RECORDS FOR PROCESSING START
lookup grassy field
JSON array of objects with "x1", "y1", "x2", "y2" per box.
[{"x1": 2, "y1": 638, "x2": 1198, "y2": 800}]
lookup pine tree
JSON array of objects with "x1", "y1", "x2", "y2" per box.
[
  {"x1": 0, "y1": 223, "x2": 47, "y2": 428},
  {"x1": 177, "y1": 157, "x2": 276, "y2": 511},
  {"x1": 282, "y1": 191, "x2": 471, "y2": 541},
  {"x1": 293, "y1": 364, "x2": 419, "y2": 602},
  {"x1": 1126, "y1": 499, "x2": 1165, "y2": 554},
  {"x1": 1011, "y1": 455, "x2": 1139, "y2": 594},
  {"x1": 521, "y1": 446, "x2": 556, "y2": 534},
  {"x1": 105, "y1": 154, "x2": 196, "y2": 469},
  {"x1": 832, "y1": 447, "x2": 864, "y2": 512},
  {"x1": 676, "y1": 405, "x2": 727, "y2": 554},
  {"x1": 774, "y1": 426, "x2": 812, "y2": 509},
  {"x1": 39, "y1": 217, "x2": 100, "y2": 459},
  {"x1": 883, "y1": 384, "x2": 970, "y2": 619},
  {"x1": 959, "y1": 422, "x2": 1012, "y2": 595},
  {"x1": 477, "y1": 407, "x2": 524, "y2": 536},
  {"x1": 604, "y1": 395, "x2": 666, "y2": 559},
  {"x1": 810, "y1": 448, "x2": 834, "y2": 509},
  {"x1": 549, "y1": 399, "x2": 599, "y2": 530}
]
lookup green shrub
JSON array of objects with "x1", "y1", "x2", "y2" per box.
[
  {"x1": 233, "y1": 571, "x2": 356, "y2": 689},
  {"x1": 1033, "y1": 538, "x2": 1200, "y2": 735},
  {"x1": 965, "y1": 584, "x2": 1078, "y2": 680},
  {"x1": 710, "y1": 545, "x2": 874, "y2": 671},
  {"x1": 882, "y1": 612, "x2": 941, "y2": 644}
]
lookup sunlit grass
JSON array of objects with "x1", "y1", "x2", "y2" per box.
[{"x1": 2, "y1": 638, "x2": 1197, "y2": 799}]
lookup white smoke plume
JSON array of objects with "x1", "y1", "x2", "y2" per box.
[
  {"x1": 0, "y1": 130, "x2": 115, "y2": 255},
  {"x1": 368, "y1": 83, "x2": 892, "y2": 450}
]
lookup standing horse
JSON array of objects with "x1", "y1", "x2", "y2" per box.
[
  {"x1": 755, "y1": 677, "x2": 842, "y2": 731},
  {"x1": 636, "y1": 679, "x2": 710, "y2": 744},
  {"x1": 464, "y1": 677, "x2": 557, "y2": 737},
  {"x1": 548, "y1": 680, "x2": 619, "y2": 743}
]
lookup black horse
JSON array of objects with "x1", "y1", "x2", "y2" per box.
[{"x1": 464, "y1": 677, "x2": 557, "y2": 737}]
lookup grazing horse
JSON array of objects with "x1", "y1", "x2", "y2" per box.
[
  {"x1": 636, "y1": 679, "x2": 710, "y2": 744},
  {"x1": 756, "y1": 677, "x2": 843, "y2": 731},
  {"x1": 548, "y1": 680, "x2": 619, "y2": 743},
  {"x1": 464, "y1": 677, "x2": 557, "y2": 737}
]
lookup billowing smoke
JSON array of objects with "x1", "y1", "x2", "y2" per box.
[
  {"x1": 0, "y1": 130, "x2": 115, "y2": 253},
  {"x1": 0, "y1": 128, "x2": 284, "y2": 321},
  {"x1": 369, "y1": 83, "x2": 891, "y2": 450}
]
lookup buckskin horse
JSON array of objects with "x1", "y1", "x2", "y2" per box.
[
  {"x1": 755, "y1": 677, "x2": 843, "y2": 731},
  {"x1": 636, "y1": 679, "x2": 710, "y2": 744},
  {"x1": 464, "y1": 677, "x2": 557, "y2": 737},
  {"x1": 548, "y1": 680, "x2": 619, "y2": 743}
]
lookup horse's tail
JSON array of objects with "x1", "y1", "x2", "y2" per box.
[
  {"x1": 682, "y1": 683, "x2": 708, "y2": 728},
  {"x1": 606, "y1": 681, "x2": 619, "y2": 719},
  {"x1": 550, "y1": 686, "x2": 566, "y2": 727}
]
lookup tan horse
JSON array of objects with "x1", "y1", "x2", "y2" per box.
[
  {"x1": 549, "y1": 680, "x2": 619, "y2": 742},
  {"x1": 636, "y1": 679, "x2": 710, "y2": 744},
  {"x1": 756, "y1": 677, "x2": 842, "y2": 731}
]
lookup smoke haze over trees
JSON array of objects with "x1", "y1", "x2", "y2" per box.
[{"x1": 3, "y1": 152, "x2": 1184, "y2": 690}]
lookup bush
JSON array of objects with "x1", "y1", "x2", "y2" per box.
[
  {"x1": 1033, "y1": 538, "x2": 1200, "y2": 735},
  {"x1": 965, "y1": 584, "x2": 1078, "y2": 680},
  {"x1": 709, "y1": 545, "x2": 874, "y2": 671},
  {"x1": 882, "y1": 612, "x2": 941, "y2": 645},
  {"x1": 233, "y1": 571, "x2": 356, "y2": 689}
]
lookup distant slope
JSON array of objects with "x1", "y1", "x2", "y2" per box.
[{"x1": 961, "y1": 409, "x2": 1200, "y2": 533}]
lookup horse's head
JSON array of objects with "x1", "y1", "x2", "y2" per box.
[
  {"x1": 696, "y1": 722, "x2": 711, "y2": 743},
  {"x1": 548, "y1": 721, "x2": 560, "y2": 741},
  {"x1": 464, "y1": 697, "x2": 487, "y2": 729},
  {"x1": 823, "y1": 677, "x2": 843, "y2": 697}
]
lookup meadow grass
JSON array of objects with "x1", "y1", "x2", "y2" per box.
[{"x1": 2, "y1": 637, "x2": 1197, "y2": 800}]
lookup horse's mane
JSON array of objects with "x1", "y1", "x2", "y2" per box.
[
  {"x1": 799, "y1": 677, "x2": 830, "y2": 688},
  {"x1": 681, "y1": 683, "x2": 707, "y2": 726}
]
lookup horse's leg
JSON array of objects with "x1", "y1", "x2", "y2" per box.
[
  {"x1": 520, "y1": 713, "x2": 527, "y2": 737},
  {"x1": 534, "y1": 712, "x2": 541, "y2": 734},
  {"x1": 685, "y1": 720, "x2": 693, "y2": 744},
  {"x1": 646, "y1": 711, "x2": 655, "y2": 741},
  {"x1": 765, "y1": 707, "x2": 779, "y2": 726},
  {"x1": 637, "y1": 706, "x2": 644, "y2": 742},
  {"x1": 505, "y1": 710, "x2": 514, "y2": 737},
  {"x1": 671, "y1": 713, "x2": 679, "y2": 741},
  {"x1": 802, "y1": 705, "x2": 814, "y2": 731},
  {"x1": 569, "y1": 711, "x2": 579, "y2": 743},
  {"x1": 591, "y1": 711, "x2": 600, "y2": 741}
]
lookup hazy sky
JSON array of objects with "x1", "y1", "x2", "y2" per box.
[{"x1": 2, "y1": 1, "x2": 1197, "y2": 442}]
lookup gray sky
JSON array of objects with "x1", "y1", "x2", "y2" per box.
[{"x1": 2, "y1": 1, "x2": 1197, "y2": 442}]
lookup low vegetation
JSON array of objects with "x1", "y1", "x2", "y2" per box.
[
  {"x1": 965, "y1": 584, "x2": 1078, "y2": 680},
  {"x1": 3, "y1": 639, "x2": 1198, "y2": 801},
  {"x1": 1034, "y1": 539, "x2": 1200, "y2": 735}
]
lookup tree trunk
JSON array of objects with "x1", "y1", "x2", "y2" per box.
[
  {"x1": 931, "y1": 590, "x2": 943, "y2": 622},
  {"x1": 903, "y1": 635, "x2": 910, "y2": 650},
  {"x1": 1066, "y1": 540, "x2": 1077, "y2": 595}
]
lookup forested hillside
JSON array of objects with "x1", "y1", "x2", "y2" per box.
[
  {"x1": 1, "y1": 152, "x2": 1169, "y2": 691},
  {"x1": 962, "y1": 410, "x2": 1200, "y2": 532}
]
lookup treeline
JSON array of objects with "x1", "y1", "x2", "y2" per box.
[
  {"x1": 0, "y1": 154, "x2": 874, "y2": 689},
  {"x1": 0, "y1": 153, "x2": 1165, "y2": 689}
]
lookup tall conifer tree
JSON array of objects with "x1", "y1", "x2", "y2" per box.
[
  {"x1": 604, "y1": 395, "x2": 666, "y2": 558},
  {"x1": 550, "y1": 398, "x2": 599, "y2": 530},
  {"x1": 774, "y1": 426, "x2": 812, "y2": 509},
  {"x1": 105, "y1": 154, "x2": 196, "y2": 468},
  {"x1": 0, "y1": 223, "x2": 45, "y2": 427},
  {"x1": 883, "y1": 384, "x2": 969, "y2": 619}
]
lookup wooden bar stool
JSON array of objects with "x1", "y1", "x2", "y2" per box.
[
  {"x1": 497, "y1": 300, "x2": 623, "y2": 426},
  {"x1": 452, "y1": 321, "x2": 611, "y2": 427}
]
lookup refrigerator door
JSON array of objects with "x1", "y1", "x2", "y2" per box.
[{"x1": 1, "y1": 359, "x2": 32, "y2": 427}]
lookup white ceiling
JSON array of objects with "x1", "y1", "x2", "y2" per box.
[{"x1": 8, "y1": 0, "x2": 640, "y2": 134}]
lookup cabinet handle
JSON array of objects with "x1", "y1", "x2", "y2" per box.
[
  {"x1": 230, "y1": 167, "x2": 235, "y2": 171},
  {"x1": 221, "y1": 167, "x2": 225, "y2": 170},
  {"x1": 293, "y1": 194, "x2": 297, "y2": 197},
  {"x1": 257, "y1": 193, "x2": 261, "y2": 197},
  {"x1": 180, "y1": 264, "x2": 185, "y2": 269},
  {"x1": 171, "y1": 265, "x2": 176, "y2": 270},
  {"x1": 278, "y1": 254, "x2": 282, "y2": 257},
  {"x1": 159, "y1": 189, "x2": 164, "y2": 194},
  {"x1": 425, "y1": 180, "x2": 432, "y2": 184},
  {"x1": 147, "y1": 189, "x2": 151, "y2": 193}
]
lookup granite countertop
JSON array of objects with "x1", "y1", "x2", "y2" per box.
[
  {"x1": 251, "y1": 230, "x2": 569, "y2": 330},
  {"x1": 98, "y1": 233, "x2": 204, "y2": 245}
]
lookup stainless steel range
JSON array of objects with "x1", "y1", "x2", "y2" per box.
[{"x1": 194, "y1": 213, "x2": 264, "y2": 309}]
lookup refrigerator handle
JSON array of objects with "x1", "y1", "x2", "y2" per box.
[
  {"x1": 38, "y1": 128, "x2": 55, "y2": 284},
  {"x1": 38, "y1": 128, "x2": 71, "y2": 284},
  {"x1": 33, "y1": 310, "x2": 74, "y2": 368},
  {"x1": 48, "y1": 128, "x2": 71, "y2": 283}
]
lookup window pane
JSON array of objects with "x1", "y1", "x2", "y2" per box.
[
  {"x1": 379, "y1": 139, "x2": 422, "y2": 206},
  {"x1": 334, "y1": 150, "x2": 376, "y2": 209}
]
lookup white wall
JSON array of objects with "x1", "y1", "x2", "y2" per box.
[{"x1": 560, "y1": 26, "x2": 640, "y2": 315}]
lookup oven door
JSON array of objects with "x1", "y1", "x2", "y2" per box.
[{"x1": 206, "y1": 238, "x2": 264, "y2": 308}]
RECORDS FOR PROCESSING END
TASK ITEM:
Above are some records; copy exactly the lines from the one with "lookup wooden bar stool" through the one with "lookup refrigerator door", both included, and no others.

EXERCISE OUTPUT:
lookup wooden bar stool
JSON array of objects with "x1", "y1", "x2", "y2" per box.
[
  {"x1": 497, "y1": 300, "x2": 623, "y2": 426},
  {"x1": 452, "y1": 321, "x2": 611, "y2": 427}
]
lookup refrigerator door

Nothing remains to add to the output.